*BRIEF*: Rewrite every line of the listing from the one containing "Mark every instance of the robin" through the end of the listing, inclusive, shifting each point coordinate by adding 138 to both of its numbers.

*DATA ENTRIES*:
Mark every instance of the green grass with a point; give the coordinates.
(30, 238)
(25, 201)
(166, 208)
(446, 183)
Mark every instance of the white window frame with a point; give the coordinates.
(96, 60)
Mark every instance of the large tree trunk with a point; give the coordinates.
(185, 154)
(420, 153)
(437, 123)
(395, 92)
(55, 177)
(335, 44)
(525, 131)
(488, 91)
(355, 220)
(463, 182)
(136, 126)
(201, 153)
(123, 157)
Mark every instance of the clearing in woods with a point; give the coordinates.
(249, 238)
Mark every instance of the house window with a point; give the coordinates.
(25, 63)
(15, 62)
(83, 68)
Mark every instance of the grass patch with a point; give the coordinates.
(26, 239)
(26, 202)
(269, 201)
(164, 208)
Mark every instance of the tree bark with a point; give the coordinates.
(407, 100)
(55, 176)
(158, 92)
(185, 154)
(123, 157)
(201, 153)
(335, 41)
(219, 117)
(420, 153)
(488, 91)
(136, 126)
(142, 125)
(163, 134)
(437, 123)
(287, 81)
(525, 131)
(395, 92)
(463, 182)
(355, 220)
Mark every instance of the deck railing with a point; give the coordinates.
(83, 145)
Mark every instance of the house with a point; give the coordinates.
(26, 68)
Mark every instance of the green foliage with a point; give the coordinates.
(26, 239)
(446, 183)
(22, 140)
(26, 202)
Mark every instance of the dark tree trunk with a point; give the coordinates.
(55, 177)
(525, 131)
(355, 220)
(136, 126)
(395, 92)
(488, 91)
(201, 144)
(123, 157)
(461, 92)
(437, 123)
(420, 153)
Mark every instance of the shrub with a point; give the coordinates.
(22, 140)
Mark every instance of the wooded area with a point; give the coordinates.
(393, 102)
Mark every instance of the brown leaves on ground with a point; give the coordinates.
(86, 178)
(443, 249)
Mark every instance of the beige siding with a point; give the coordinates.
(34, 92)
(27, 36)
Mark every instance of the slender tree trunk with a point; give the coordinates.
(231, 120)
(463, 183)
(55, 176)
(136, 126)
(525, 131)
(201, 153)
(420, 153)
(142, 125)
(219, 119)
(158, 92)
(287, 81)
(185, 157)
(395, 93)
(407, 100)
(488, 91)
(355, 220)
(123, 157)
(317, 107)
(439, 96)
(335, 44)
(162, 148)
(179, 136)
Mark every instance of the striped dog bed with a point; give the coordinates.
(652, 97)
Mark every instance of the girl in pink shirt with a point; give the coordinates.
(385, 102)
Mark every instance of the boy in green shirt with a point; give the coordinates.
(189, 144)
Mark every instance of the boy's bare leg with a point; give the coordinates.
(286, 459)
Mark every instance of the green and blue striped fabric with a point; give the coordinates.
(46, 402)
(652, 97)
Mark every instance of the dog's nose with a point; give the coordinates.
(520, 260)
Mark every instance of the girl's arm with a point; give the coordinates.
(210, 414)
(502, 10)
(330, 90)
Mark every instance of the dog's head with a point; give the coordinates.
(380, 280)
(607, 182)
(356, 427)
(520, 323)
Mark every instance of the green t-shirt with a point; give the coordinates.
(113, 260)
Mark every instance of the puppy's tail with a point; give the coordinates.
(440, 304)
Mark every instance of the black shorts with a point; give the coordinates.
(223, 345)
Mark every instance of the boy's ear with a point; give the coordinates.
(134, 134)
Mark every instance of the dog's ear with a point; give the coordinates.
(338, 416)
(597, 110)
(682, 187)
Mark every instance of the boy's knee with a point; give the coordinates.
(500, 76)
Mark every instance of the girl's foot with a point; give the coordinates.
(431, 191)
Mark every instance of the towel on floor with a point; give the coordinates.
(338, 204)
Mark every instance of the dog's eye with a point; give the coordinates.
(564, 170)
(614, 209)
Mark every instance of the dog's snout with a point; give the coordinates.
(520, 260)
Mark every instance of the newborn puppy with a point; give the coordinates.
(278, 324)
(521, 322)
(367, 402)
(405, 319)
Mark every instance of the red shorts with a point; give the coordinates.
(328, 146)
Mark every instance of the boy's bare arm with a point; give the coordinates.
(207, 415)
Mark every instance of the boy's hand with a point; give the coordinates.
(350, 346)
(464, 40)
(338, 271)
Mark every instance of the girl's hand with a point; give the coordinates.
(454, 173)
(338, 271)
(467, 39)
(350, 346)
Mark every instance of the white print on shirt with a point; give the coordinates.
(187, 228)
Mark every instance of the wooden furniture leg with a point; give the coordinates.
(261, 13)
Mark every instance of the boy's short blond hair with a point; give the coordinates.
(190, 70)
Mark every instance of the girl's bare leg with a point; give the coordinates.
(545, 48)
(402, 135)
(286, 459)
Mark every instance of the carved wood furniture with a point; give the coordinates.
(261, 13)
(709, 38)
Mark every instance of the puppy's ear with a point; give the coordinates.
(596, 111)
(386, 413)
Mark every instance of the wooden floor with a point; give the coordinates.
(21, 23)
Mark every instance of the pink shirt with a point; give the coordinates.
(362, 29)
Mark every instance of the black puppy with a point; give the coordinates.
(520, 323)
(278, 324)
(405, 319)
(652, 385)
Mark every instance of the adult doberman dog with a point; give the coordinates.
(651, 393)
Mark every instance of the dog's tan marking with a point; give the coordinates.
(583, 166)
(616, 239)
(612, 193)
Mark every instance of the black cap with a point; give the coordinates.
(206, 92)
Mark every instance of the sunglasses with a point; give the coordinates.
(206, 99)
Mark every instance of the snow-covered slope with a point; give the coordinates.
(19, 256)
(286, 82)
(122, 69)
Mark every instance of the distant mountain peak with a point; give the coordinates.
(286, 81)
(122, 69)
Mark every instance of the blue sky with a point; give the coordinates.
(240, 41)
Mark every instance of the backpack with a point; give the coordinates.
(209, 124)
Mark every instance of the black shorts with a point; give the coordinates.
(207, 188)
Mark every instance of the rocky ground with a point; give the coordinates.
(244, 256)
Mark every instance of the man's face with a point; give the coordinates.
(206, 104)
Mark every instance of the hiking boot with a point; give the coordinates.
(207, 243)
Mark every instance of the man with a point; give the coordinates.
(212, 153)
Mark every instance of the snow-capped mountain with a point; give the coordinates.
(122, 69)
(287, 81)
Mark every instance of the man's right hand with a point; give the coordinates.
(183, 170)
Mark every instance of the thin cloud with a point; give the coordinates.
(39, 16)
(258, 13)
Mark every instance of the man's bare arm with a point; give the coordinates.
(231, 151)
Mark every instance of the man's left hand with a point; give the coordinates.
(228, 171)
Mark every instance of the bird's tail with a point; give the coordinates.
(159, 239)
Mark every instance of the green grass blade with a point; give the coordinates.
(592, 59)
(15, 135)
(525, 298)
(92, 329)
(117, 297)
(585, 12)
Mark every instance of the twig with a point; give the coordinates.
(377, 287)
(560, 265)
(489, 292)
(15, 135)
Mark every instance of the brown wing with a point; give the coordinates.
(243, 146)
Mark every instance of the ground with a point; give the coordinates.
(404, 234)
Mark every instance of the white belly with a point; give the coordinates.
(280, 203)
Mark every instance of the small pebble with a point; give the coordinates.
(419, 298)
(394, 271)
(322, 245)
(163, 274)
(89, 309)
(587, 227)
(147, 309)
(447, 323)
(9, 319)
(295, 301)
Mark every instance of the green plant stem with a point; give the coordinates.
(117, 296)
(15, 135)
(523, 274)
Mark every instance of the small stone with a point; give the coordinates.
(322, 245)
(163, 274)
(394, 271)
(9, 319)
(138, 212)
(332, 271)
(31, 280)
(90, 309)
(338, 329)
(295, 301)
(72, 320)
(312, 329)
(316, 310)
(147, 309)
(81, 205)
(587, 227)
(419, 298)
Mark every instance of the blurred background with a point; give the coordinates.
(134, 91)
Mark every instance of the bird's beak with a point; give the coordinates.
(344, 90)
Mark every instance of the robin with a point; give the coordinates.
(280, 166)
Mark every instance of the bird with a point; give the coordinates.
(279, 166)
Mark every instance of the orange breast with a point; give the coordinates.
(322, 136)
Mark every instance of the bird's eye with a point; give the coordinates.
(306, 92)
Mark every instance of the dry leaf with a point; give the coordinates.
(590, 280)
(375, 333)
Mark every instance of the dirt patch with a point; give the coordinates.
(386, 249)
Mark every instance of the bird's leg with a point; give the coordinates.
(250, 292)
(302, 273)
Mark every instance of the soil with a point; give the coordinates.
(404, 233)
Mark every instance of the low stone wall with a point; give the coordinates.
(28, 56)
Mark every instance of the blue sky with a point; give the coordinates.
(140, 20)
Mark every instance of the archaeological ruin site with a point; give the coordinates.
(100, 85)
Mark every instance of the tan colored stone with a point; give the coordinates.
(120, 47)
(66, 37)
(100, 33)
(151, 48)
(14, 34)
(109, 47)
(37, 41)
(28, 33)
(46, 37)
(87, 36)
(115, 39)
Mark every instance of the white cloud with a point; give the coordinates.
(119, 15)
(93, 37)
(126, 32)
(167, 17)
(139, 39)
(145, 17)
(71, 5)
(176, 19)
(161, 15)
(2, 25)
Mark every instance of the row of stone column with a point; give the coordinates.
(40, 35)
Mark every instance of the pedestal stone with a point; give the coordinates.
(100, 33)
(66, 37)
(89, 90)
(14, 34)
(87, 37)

*THE ANSWER*:
Mark every instance of the robin with a point; give the coordinates.
(418, 304)
Mark every instance of the bird with a point; give the coordinates.
(417, 304)
Mark every instance of the orange breast with a point; give the coordinates.
(460, 274)
Mark every instance of the bird's eye with a point; give the coordinates.
(444, 230)
Mark every instance of the dry leaf with a point; give the coordinates.
(728, 418)
(513, 471)
Mark every instance of the dirt patch with a point; give the coordinates.
(524, 387)
Mark every instance of the bird's leg with a point; give the coordinates.
(388, 430)
(440, 411)
Mark every instance of the soil with a point; give the coordinates.
(542, 371)
Mark every instance of the low stone wall with a point; give the coordinates.
(166, 194)
Mark every instance of the blue sky with a point; give the coordinates.
(278, 158)
Mark every instance of the archaeological ruin site with a point; give the coordinates.
(238, 223)
Mark every instance of the tan colored stone with a point; give the coordinates.
(258, 185)
(204, 175)
(238, 171)
(289, 186)
(152, 172)
(247, 185)
(175, 179)
(166, 171)
(184, 175)
(225, 174)
(253, 177)
Mark every instance of the white cloud with a point; give the coordinates.
(257, 153)
(231, 175)
(264, 170)
(305, 155)
(277, 177)
(283, 155)
(209, 143)
(314, 157)
(299, 153)
(140, 163)
Mark every instance of the row of stone column with a point; give the coordinates.
(178, 173)
Mark every instance of the pedestal stone with a point; give the coordinates.
(238, 171)
(204, 175)
(227, 228)
(152, 172)
(225, 175)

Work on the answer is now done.